### Document section
"""

We only consider BASICSG here for the following reasons. First, as discussed in Ball et al. (2018), compared with the other composites it had the least apparent artefacts within the time series. The Stratosphere-troposphere Processes And their Role in Climate (SPARC) Long-term Ozone Trends and Uncertainties in the Stratosphere (LOTUS) report (Petropavlovskikh et al., 2019) indicates this method to be more robust to outliers than other composites. Second, BASICSG is resolved in the lower stratosphere, which is not the case for all composites. For further discussion see Ball et al. (2018) and the SPARC LOTUS report (Petropavlovskikh et al., 2019). Additionally, SWOOSH and GOZCARDS are currently two of the most up-to-date composites available. Finally, here we are interested in the sensitivity of stratospheric ozone changes to different end years and, as Aura/MLS is arguably one of the best remote-sensing platforms for ozone currently in operation (Petropavlovskikh et al., 2019), focusing only on BASICSG provides an analysis, discussion, and interpretation that is free from the complications of considering multiple composites that have multivariate reasons for displaying different behaviour.
2.2 Regression analysis
As in Ball et al. (2018), we perform all time series analyses using dynamical linear modelling (DLM) (Laine et al., 2014) utilising the public DLM code dlmmc (available at https://github.com/justinalsing/dlmmc, last access: 9 October 2019). We provide a short overview of DLM here.
Our DLM approach models the ozone time series as a (dynamical) linear combination of the following components. There are two seasonal components (with 6- and 12-month periods respectively), a set of regressor variables (i.e. proxy time series describing various known drivers), an auto-regressive (AR) process, and a smooth non-linear (non-parametric) background trend. DLM differs from traditional multiple linear regression (MLR) approaches in a number of key ways.
Firstly, while MLR fits for a fixed (constant-in-time) linear combination of seasonal, regressor, and trend components, DLM can allow the amplitudes of the various components to vary dynamically in time, capturing richer phenomenology in the data. Here, we allow the amplitude and phase of the seasonal components to be dynamic, but keep the regressor amplitudes constant in time. We do this because the seasonal cycle in the observational composites can change over time, either as a physical feedback of changing temperature and ozone or due to different observations exhibiting different seasonal amplitudes (not shown) that are a result of the observing instruments “seeing” slightly different parts of the atmosphere or having different sampling intervals. Due to the seasonal cycle having the largest variability of all modes we expect that, if left unaccounted for, the time varying seasonal modulation might have an influence on the regression. In principle other regressor amplitudes could also have some time modulation for similar reasons. However, we leave an investigation of more flexible DLM models with dynamic regressor amplitudes to future work where a physically motivated justification for such freedom can be investigated.

"""

### Dataset
"""

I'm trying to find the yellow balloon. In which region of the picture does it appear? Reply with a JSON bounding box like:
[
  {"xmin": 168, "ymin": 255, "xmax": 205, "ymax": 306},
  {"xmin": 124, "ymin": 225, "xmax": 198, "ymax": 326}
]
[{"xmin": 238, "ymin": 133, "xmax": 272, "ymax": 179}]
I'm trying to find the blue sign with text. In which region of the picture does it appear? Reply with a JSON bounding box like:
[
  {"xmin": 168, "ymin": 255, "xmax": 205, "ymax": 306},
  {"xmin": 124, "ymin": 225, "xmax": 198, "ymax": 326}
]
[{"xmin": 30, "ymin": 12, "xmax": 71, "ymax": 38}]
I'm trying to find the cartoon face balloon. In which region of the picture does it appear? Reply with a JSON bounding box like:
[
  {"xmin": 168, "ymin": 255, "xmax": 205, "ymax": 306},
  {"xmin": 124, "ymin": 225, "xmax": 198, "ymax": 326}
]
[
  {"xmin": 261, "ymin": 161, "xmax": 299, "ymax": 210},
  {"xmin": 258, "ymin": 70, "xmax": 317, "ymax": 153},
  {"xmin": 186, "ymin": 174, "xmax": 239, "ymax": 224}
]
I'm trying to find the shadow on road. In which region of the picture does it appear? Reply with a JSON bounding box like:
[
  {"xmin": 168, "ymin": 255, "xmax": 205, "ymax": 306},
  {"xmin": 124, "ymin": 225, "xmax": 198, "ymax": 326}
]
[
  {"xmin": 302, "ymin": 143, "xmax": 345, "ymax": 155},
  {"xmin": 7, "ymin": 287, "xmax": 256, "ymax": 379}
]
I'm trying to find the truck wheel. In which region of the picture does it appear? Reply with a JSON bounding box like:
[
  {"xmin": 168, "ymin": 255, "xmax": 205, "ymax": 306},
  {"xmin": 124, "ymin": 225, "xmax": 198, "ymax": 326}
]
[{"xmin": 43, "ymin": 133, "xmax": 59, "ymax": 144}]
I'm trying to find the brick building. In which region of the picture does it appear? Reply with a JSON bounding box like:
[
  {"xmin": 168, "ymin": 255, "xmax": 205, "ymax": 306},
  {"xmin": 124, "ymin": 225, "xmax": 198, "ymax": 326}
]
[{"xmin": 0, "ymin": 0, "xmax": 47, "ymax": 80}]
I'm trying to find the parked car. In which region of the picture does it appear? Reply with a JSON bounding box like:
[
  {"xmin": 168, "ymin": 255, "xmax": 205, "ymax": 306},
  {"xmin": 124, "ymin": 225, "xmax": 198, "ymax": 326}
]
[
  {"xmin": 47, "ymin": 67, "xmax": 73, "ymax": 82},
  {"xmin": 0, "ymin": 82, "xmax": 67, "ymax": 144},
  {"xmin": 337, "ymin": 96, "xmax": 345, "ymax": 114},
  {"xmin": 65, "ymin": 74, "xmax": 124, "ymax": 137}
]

"""

### What you need to do
1. Answer these from the ozone trend text:
(a) Which public code is used for the dynamical linear modelling?
(b) What periods do the two seasonal components have?
(c) Which amplitudes are kept constant in time?
2. Continue the ozone trend text from the end of its final sentence.

### Answers for the exercise
1.
(a) dlmmc
(b) 6 months and 12 months
(c) The regressor amplitudes

2.
Secondly, MLR that does not assume a driver for the long-term trends, e.g. for the influence of ODSs or GHGs, typically assumes a fixed prescription for the shape of the background trend, e.g. a piecewise-linear or independent-linear trend with some fixed, pre-chosen inflection date. These assumptions are both restrictive and give a poor representation of the smooth background trends we expect from nature (Laine et al., 2014; Ball et al., 2017). DLM addresses this by instead modelling the trend as a smooth, nonparametric, non-linear curve, where the “smoothness” of the trend is controlled by a free parameter that is included in the fit (see Supplement, Fig. S1).
Thirdly, in practice MLR is often performed by first subtracting an estimated mean seasonal cycle, fitting the trend and regressor variables to the anomalies, and then making a post hoc correction for AR residuals, although many do fit annual and semi-annual components. This procedure typically does not propagate the errors on the seasonal cycle and AR parameters in a rigorous way, leading to misrepresentation of uncertainties. DLM addresses this by inferring all components of the model simultaneously, and formally marginalising over the uncertainties in all other parameters when reporting uncertainties on, e.g. the trend. We use the same prior assumptions as described in Ball et al. (2018).
Probabilities of an overall increase (decrease) in ozone between two dates (Figs. 1, 7, and Table 1) are computed as the fraction of Markov chain Monte Carlo (MCMC) samples that show positive (negative) change. Credible intervals (Figs. 6, 8, 9) are computed as the central 95 and 99 percentiles of the MCMC samples. The terms “confidence” and “significance” are used interchangeably in this paper with the term “probability” and specifically refer to Bayesian probabilities; these terms do not refer to the application of frequentist significance tests and/or confidence intervals.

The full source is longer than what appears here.